**Quoted text**
Hacker News new | ask | show | jobs
by anatoly 1649 days ago
I'd love to understand virtualization/emulation better, on the technical level. If I understand correctly, in modern CPUs it's all done with the help of specialized support in the instruction set, but I've never learned in depth

   - how that works
   - how it differs between Intel/AMD/ARM
   - whether there are competing approaches
   - what are the main software project "players" in the field
   - which of them are open-source with humanly understandable 
   source code
Is there a summary/tutorial about all this stuff someone could recommend (or write)?
4 comments

For 1 and 2 you can go straight to the sources:

Volume 3 of the Intel 64 and IA-32 Architectures Software Developer’s Manuals, Chapter 22: Introduction to Virtual Machine Extensions:

https://www.intel.com/content/www/us/en/develop/download/int...

Volume 2 of the AMD64 Architecture Programmer's Manual, Chapter 15: Secure Virtual Machine:

https://www.amd.com/system/files/TechDocs/24593.pdf

Well, yes, you can do that, but Intel's Software Developer's Manuals are terribly written. They are good as references for details, but only after you understand the grand picture. Learning something new from them is quite a torturous process.

**Job a**
Count the lines of the records below that contain the string "pixel", treating uppercase and lowercase as distinct, and give only that number.

Extracted records
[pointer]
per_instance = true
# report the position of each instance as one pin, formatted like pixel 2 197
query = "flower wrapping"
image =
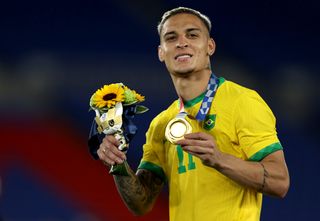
pixel 115 106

**Job b**
Retype the passage of the virtualization thread above, starting with "For 1 and 2" and going on through "a torturous process.", without any change.

**Exercise answer a**
2

**Exercise answer b**
For 1 and 2 you can go straight to the sources:

Volume 3 of the Intel 64 and IA-32 Architectures Software Developer’s Manuals, Chapter 22: Introduction to Virtual Machine Extensions:

https://www.intel.com/content/www/us/en/develop/download/int...

Volume 2 of the AMD64 Architecture Programmer's Manual, Chapter 15: Secure Virtual Machine:

https://www.amd.com/system/files/TechDocs/24593.pdf

Well, yes, you can do that, but Intel's Software Developer's Manuals are terribly written. They are good as references for details, but only after you understand the grand picture. Learning something new from them is quite a torturous process.